● **EXTRAIT**:
════════════════
« Les mots sont la plus puissante drogue utilisée par l'humanité ». Voilà une citation de Rudyard Kipling qui sied à ce jeune groupe parisien. Contreband à simplement décidé de les diffuser par le biais de la musique. Premier véritable album du groupe, mêlant à de nouveaux titres des anciennes productions de 2004 et 2007, « Le Cauchemar De Kipling » représente à ce jour tous les visages de Contreband. De la musique de rue en passant par le rock, la chanson française engagée, certains éléments folks, la nouvelle scène et la plus ancienne, l’album retrace son parcours.
Le groupe nous fait ici partager ses premières aspirations, ses premiers concerts à travers 13 titres aux allures de tranches de vie. Et je dois personnellement avouer qu’à l’écoute du premier titre, j’ai eu quelques craintes. En effet, « Chloé », un titre sympathique au demeurant (surtout par sa légère mélodie de guitare/basse), sent le single facile et qui catalogue faussement Contreband dans un genre "Un Nouveau Louise Attaque Pour Les Jeunes AdUlescents Qui Veulent Rester Dans Le Coup". Tout y est jusqu’au petit effet de micro en fin de refrain.
════════════════
● **DONNÉES AFFICHÉES**:
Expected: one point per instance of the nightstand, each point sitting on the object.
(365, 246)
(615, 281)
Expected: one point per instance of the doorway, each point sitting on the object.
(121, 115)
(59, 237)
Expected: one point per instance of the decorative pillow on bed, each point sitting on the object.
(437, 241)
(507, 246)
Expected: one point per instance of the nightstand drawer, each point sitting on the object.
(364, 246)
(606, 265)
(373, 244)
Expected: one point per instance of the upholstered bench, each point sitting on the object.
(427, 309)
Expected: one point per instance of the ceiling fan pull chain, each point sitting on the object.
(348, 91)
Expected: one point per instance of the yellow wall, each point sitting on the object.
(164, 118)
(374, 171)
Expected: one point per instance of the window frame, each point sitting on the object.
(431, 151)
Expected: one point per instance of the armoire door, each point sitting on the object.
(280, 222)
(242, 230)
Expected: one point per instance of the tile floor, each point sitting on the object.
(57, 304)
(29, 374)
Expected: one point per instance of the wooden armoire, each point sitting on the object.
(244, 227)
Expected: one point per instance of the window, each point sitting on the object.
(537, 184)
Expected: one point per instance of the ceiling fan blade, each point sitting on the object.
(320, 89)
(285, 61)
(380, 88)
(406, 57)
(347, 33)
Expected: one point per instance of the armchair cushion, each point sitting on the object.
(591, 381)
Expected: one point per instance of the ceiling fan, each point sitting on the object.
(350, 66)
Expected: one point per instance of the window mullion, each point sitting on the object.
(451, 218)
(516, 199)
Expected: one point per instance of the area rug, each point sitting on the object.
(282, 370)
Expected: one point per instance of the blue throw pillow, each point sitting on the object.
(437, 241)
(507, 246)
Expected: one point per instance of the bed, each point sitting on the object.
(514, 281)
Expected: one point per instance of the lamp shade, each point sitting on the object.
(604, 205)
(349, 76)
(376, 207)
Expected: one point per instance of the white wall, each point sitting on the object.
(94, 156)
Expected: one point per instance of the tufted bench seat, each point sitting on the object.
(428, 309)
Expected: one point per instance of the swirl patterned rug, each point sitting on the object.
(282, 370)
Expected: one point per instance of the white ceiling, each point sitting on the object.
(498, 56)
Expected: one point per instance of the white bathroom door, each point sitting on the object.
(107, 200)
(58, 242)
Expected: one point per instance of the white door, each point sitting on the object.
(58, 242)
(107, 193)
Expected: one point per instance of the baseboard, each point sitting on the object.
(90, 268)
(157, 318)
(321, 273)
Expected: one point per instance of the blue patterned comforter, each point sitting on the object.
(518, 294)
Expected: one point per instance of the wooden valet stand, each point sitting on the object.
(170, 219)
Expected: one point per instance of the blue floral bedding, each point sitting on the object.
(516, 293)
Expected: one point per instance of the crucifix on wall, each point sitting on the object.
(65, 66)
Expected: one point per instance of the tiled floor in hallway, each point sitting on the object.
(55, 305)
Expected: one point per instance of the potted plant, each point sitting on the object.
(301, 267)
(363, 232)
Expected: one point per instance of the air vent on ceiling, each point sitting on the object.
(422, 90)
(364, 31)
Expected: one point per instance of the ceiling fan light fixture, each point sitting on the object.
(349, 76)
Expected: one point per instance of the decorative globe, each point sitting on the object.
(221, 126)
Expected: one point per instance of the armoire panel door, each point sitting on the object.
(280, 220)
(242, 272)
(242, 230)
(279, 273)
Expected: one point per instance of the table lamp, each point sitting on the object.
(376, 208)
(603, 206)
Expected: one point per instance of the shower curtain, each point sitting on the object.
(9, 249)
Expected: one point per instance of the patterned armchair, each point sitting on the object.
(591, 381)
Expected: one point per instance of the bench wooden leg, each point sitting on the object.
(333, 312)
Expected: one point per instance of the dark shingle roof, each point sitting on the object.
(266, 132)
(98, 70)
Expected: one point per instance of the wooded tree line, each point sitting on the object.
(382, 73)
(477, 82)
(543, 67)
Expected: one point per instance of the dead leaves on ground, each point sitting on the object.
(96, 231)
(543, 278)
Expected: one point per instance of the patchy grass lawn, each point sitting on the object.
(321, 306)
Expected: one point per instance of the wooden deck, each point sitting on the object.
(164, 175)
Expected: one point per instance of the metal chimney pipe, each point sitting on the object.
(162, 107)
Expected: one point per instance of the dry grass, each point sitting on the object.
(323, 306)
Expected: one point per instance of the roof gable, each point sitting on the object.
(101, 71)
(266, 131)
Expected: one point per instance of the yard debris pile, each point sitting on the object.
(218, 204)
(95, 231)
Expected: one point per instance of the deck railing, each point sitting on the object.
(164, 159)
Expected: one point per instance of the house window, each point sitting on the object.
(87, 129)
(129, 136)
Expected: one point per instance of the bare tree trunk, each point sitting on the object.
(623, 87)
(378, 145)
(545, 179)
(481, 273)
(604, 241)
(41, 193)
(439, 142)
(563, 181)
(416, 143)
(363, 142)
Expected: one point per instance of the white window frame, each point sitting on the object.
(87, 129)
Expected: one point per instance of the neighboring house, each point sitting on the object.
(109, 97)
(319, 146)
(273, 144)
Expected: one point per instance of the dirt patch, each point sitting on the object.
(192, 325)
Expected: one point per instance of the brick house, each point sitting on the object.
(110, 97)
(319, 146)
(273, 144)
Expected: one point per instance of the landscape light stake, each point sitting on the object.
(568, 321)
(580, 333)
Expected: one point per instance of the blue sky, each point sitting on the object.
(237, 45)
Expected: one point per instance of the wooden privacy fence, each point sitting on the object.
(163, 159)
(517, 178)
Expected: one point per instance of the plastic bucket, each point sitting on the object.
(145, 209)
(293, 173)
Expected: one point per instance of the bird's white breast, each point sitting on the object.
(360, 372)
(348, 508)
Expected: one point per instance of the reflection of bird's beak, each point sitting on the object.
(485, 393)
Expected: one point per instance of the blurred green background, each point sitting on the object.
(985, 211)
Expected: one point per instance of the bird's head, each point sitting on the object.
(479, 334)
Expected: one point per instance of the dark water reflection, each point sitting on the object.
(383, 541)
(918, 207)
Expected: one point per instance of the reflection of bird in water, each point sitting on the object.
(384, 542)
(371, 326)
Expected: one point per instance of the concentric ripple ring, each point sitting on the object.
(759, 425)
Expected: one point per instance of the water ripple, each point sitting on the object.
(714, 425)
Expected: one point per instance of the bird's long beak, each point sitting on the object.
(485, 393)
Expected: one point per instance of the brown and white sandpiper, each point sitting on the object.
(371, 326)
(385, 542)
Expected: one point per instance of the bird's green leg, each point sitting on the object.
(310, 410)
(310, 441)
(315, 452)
════════════════
● **LISTE DES TÂCHES**:
A: D'après l'extrait, combien de titres compte l'album « Le Cauchemar De Kipling » ?
B: Comptez les lignes des enregistrements où figure la chaîne « beak » et donnez seulement ce nombre.
L'extrait et les enregistrements ne proviennent pas de la même source.

● **RÉSULTATS ATTENDUS**:
A: 13 titres.

B: 2